__FONTE__
=======
Bolsonaro presidente: una tragedia per il Brasile, un salto nel vuoto per la regione
Proseguiamo il dibattito e la riflessione sul risultato delle elezioni brasiliane, con questo articolo di Dario Clemente (giovane ricercatore e militante, ormai radicatosi in Argentina) pubblicato originariamente su http://rrii.flacso.org.ar/bolsonaro-presidente/.
Per vedere il primo contributo di Elio Catania: Bolsonaro, la destra latinoamericana e i conti aperti con il passato.
=======
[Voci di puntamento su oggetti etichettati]
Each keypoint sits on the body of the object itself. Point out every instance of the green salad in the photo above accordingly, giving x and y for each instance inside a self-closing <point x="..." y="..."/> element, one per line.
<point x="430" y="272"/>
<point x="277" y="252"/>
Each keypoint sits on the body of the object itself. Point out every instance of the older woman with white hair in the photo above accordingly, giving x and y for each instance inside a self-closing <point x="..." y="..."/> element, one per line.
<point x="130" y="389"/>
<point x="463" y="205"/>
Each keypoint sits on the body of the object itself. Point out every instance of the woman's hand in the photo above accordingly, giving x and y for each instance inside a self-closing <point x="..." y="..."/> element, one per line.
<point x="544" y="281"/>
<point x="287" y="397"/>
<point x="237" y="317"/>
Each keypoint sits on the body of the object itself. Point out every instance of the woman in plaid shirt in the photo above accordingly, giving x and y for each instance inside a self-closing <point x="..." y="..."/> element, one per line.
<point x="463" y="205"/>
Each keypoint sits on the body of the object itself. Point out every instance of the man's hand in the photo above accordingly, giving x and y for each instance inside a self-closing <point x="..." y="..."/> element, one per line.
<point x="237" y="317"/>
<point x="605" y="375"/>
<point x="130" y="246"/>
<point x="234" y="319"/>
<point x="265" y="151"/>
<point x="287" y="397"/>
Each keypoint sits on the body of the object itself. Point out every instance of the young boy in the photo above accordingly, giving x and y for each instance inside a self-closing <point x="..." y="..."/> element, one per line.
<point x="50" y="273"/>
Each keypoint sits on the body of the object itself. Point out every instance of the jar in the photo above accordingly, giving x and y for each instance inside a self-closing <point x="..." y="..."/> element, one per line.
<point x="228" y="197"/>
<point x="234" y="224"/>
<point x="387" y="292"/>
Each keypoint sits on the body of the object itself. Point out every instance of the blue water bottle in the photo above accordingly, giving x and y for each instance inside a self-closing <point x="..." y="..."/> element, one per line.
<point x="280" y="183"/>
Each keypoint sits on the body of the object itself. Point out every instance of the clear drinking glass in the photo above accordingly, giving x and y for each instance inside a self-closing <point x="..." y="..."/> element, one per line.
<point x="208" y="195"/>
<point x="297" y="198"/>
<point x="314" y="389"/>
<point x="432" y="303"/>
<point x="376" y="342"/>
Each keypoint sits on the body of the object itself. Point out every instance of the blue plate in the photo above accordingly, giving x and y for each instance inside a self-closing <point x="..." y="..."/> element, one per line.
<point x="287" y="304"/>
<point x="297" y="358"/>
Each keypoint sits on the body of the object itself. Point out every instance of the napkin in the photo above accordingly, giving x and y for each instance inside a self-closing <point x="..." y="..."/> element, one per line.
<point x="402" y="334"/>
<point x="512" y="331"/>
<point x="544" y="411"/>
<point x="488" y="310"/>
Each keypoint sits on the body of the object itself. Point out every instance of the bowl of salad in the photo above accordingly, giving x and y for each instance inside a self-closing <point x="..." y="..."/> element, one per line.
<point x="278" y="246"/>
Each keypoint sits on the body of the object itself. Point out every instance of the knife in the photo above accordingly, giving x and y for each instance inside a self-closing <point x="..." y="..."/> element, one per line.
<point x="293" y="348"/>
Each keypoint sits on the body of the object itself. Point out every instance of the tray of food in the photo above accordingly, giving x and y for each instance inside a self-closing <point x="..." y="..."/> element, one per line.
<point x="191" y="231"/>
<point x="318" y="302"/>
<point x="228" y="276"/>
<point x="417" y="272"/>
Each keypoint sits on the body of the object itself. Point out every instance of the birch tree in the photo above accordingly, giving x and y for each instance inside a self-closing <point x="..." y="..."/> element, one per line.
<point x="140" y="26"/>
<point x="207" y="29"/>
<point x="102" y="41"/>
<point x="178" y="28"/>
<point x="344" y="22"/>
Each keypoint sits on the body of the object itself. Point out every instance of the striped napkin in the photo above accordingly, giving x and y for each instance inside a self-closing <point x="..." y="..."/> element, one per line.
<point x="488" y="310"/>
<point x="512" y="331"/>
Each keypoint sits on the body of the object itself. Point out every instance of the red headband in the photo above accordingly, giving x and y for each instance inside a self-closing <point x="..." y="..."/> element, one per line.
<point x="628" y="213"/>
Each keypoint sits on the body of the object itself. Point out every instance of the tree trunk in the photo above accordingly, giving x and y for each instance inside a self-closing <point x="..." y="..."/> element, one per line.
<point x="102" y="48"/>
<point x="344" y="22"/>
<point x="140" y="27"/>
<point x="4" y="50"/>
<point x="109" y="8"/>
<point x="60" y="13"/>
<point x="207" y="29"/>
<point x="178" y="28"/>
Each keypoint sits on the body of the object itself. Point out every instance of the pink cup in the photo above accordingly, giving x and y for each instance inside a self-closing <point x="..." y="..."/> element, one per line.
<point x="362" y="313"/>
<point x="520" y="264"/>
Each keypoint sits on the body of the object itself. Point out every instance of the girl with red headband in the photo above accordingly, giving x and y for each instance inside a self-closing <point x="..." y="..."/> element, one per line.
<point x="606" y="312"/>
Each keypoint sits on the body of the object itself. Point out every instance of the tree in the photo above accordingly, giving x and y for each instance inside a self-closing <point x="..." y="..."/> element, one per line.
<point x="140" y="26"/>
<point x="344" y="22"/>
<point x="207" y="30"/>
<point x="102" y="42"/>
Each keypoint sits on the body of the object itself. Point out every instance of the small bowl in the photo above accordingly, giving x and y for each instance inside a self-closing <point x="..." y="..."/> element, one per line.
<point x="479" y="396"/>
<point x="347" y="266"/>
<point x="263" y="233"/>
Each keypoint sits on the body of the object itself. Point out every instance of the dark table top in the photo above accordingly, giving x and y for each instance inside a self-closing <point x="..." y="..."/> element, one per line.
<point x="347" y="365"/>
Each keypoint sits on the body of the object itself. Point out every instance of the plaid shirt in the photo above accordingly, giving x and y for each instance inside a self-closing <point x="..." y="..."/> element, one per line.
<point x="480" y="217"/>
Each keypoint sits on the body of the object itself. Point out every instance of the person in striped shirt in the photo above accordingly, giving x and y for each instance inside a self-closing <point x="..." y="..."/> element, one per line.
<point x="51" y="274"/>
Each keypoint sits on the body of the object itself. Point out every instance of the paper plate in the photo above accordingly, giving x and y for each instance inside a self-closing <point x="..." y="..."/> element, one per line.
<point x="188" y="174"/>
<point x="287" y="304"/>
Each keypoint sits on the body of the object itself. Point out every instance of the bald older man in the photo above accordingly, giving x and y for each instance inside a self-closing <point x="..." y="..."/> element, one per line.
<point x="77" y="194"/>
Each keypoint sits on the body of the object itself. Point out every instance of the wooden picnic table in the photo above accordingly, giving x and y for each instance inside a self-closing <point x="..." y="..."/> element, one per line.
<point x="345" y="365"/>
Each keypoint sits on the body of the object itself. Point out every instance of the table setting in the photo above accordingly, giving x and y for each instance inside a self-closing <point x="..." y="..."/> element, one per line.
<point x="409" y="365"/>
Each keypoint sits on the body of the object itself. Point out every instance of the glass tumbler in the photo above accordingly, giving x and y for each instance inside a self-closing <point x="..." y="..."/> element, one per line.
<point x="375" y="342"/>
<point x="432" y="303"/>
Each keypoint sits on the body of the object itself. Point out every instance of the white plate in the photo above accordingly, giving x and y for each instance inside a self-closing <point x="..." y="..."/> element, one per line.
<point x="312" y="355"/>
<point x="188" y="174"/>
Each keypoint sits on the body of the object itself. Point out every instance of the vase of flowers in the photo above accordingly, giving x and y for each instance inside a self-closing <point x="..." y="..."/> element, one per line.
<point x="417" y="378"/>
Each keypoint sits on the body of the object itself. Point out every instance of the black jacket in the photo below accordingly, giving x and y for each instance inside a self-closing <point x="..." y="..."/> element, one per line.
=======
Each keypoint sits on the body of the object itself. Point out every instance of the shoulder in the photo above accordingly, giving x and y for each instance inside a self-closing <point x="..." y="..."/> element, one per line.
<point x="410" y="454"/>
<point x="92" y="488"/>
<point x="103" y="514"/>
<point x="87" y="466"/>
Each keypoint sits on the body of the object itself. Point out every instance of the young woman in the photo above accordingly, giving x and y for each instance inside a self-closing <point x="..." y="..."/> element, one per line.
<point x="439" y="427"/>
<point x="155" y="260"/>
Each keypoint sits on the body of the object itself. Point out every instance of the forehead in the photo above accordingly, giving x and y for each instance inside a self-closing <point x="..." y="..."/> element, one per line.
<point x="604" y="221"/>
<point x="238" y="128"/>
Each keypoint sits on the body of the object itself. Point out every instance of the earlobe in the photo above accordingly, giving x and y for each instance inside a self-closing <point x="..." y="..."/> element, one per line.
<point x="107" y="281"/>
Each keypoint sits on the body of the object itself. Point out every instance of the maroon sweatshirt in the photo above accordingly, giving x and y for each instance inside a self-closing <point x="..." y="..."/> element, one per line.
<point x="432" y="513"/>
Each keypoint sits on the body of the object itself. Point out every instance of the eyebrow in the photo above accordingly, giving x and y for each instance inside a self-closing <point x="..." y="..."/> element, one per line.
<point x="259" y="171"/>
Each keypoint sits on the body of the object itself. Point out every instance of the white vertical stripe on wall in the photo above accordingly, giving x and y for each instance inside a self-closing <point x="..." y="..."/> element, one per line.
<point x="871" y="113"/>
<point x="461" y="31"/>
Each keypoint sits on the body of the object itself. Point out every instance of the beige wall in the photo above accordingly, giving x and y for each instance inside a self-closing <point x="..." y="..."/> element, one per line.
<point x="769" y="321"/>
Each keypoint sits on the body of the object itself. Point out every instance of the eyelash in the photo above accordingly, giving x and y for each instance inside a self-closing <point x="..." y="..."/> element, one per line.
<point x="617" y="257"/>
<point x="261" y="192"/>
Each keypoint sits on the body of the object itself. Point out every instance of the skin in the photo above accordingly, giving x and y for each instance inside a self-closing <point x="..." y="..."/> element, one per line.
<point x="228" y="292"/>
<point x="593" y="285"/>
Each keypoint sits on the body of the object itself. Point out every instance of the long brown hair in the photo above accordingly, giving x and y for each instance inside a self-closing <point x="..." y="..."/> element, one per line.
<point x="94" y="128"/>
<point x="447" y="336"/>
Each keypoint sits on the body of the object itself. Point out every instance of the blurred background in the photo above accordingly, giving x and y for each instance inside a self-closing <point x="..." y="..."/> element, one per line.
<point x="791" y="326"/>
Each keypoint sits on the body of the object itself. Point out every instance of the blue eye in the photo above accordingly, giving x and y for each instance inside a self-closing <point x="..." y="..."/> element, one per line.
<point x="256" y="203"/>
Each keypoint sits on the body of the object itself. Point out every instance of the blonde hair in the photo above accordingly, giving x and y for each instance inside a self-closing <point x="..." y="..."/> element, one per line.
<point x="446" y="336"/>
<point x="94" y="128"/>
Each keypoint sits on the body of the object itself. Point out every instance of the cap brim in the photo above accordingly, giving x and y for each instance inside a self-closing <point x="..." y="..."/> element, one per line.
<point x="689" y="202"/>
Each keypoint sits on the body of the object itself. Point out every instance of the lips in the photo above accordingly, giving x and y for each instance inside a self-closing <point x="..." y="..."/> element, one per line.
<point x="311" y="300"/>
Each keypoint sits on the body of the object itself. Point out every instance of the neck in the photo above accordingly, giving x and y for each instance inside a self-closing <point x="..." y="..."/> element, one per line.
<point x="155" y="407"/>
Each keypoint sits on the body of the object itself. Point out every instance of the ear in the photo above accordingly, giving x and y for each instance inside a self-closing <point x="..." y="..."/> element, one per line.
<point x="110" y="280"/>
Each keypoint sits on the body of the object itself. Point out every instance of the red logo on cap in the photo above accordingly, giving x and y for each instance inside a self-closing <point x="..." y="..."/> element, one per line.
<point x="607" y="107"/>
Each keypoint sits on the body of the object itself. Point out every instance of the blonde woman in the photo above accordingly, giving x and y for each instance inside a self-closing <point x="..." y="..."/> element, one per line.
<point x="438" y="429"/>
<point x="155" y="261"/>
=======
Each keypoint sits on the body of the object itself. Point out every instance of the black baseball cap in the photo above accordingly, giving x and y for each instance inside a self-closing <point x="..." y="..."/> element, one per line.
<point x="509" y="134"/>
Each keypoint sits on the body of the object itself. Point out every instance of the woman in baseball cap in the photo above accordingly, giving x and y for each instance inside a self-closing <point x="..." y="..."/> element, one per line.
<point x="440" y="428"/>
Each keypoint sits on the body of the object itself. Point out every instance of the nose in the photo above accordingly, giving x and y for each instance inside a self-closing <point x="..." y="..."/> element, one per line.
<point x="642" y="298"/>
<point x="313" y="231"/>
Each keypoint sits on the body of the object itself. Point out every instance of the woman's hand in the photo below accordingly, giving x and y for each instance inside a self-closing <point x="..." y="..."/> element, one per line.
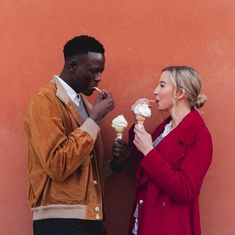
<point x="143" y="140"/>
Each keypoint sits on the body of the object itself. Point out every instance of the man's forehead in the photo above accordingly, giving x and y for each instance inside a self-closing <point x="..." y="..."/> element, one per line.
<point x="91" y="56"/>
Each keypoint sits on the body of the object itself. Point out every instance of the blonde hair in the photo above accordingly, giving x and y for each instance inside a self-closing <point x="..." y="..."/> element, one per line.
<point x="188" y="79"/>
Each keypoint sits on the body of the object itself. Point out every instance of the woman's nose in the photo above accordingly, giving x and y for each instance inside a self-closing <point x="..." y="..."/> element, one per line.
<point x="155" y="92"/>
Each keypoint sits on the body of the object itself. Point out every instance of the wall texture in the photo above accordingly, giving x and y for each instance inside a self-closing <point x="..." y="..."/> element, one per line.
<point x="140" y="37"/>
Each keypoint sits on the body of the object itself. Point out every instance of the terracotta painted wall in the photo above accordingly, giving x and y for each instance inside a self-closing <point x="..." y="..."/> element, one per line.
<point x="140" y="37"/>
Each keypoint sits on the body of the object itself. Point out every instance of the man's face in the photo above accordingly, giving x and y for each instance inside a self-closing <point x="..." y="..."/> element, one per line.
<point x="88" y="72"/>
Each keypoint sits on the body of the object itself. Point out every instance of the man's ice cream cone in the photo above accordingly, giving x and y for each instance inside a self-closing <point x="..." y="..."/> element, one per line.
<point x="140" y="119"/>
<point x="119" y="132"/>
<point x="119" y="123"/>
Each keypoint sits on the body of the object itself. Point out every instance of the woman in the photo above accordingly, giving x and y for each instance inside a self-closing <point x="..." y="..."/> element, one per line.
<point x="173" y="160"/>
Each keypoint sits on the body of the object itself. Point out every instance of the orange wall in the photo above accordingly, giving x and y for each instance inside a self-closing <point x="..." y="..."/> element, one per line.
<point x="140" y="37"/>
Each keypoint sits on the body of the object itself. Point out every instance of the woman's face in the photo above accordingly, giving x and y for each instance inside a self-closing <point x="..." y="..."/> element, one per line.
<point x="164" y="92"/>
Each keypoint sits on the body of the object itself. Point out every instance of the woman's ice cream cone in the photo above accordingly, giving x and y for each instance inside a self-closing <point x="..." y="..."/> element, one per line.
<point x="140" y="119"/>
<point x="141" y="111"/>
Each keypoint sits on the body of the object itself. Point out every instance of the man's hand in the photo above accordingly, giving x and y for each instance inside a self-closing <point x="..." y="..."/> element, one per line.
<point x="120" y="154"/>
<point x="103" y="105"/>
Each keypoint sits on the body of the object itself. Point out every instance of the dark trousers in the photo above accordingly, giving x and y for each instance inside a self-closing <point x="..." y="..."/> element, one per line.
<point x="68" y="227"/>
=======
__ESERCIZIO ASSEGNATO 1__
Spiega in una-tre frasi perché, secondo la fonte, viene proposto l'articolo di Dario Clemente.
__ESERCIZIO ASSEGNATO 2__
Secondo la fonte, chi è l'autore del primo contributo sul tema?
__ESERCIZIO ASSEGNATO 3__
Estrai dalla fonte, senza cambiare nulla, tutto il testo che va da "Bolsonaro presidente: una" giù fino a "con il passato.".
I dati hanno un'origine diversa dal resto della pagina.

__RISPOSTA 1__
L'articolo viene proposto per proseguire il dibattito e la riflessione sul risultato delle elezioni brasiliane.

__RISPOSTA 2__
Elio Catania.

__RISPOSTA 3__
Bolsonaro presidente: una tragedia per il Brasile, un salto nel vuoto per la regione
Proseguiamo il dibattito e la riflessione sul risultato delle elezioni brasiliane, con questo articolo di Dario Clemente (giovane ricercatore e militante, ormai radicatosi in Argentina) pubblicato originariamente su http://rrii.flacso.org.ar/bolsonaro-presidente/.
Per vedere il primo contributo di Elio Catania: Bolsonaro, la destra latinoamericana e i conti aperti con il passato.